▸ **Problem to solve**:
Reproduce the material below with every occurrence of "one pin" swapped for "one marker", changing nothing else.

------------------------

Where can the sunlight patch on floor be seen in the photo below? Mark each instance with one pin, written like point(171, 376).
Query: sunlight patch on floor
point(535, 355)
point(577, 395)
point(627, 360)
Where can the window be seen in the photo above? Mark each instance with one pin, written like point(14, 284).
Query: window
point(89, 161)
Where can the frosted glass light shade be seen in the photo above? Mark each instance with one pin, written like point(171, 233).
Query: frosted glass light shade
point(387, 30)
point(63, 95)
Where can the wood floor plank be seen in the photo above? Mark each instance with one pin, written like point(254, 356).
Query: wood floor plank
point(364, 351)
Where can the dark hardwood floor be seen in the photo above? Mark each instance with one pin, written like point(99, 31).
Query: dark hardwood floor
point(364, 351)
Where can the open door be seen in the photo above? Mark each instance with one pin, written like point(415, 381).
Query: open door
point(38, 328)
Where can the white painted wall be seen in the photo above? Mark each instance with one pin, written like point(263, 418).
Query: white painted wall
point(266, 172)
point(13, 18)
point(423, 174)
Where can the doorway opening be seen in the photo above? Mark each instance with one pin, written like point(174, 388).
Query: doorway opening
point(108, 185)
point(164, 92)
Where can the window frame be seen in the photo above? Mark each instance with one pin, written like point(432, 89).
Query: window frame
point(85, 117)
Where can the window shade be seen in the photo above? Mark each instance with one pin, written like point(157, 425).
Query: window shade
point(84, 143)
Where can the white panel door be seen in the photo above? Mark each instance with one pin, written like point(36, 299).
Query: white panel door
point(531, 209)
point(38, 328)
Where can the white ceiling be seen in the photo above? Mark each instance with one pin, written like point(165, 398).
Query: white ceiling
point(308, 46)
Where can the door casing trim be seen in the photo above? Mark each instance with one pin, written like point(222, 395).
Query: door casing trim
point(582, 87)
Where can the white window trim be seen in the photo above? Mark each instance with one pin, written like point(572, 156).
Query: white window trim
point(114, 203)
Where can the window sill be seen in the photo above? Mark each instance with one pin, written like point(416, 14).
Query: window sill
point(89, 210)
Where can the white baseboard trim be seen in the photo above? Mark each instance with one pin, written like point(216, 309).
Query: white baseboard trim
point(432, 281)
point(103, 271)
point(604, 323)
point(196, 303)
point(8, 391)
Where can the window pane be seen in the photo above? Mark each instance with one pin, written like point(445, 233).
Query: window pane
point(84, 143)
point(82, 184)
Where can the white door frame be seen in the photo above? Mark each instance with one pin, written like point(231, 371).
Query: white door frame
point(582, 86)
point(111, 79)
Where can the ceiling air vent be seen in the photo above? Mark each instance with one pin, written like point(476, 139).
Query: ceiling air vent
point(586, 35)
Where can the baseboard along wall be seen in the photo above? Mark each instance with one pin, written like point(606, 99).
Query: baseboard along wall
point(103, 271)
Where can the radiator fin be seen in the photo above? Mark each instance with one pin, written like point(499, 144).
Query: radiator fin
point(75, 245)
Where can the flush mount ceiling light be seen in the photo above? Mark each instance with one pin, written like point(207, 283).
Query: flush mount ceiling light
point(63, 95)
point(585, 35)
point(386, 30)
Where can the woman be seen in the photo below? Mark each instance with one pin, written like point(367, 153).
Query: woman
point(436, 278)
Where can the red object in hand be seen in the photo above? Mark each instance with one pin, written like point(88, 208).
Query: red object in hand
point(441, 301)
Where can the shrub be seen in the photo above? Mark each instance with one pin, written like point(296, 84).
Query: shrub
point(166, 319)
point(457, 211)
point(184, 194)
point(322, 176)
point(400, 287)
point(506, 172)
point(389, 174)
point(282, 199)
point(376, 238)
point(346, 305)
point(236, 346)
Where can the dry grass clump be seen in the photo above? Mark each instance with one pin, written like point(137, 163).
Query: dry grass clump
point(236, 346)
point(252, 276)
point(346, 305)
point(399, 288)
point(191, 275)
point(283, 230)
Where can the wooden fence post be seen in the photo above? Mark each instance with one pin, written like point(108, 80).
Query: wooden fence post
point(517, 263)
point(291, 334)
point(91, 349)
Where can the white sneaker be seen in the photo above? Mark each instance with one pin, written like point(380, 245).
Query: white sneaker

------------------------

▸ **Answer to this task**:
Where can the sunlight patch on floor be seen in the photo below? Mark each instance with one marker, written like point(171, 376).
Query: sunlight patch on floor
point(535, 355)
point(577, 395)
point(627, 360)
Where can the window be seen in the photo above? Mark each instance with one marker, written like point(14, 284).
Query: window
point(89, 161)
Where can the frosted glass light shade be seen in the photo above? Mark each instance with one marker, written like point(171, 233).
Query: frosted glass light shade
point(387, 30)
point(63, 95)
Where can the wood floor plank be seen in the photo above? Mark each instance with one marker, written like point(254, 356).
Query: wood floor plank
point(364, 351)
Where can the dark hardwood floor be seen in the photo above? Mark each instance with one marker, written like point(99, 31).
Query: dark hardwood floor
point(364, 351)
Where can the open door be seen in the photo above? Mark each instance with one marker, written like point(415, 381).
Query: open door
point(38, 328)
Where can the white painted wall be seen in the photo above? Mark each instance with one marker, written like point(263, 418).
Query: white painted wall
point(266, 172)
point(13, 18)
point(423, 174)
Where can the doorway opening be seen in the photo above? Mark each instance with one marker, written like point(174, 388).
Query: doorway opening
point(108, 185)
point(164, 92)
Where can the window frame be seen in the photo above? Mark each instance with one marker, written like point(432, 89).
Query: window frame
point(85, 117)
Where can the window shade be seen in the photo above? Mark each instance with one marker, written like point(157, 425).
Query: window shade
point(84, 143)
Where can the white panel door be seen in the photo above? Mark each instance with one marker, written like point(36, 299).
Query: white panel door
point(531, 209)
point(38, 328)
Where can the white ceiling be seen in the photo above? Mark each instance with one marker, written like point(165, 398).
Query: white ceiling
point(308, 46)
Where can the door casing trim be seen in the photo above? Mark each instance with one marker, written like point(222, 395).
Query: door casing trim
point(582, 87)
Where can the white window trim be seen in the photo above? Mark each instance with one marker, written like point(572, 156).
Query: white window trim
point(114, 203)
Where can the window sill be seen in the photo above? Mark each instance with one marker, written like point(416, 14).
Query: window sill
point(89, 210)
Where can the white baseboard trim be seen in the photo above? Mark each instance with one marker, written like point(216, 309).
Query: white baseboard trim
point(432, 281)
point(103, 271)
point(604, 323)
point(196, 303)
point(8, 391)
Where can the window pane be seen in the photo above? Mark each instance with one marker, written like point(445, 233).
Query: window pane
point(84, 143)
point(82, 184)
Where can the white door frame be seen in the photo above? Mark each instance with one marker, written like point(231, 371).
Query: white door frame
point(582, 86)
point(111, 79)
Where can the ceiling air vent be seen in the photo above? Mark each instance with one marker, written like point(476, 139).
Query: ceiling air vent
point(586, 35)
Where can the baseboard along wall be seen in the photo above? Mark each instance with one marker, written like point(606, 99).
Query: baseboard along wall
point(103, 271)
Where can the radiator fin be seen in the photo above? Mark each instance with one marker, written like point(499, 144).
Query: radiator fin
point(75, 245)
Where can the flush mount ceiling light be seen in the photo above? Mark each instance with one marker, written like point(207, 283).
Query: flush mount ceiling light
point(63, 95)
point(585, 35)
point(386, 30)
Where can the woman be seen in the photo below? Mark each instance with one marker, written like point(367, 153).
Query: woman
point(436, 278)
Where can the red object in hand be seen in the photo above? Mark each instance with one marker, written like point(88, 208).
Query: red object in hand
point(441, 301)
Where can the shrub be seen in the photo above? Mark each instance with one marker, written like point(296, 84).
Query: shrub
point(166, 319)
point(457, 211)
point(184, 194)
point(322, 176)
point(400, 287)
point(506, 172)
point(389, 174)
point(282, 199)
point(376, 238)
point(346, 305)
point(236, 346)
Where can the dry grass clump be seen in the photo above? Mark each instance with one marker, written like point(137, 163).
Query: dry grass clump
point(236, 346)
point(252, 276)
point(346, 305)
point(399, 288)
point(191, 275)
point(283, 230)
Where can the wooden fence post be seen in the photo above? Mark each instance with one marker, written like point(108, 80).
Query: wooden fence post
point(517, 263)
point(291, 334)
point(91, 349)
Where can the white sneaker be seen in the photo above? Mark each instance with one marker, written like point(380, 245).
Query: white sneaker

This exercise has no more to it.